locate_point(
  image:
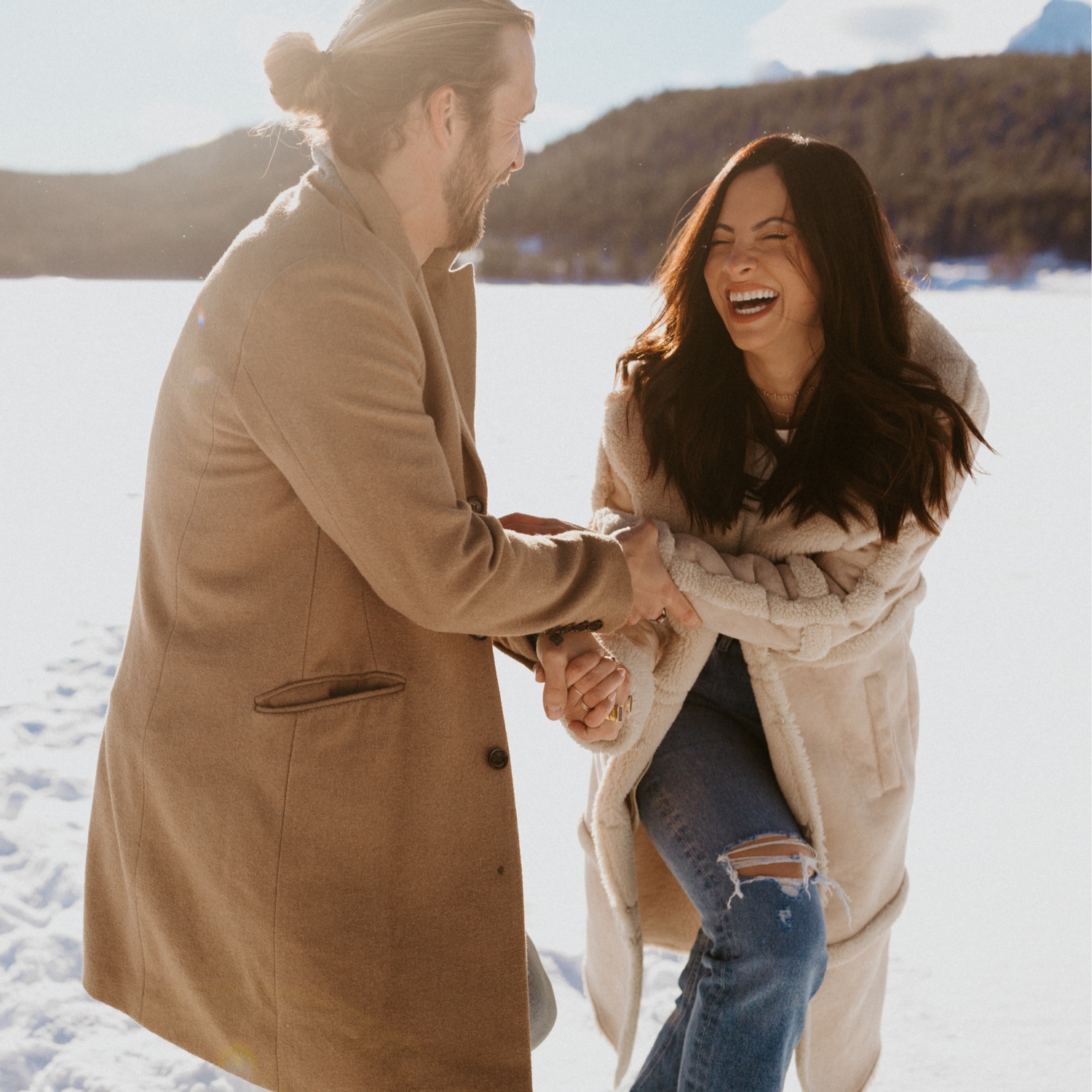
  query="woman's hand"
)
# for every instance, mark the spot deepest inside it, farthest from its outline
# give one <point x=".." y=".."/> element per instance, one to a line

● ● ● ● ● ● ●

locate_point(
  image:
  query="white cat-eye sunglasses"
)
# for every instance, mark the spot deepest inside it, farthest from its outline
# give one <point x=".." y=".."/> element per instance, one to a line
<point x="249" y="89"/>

● ● ● ● ● ● ●

*EXERCISE TASK:*
Show each line of the material above that contains the word "query".

*COMPLETE ANSWER:*
  query="woman's hand"
  query="white cat-eye sunglasses"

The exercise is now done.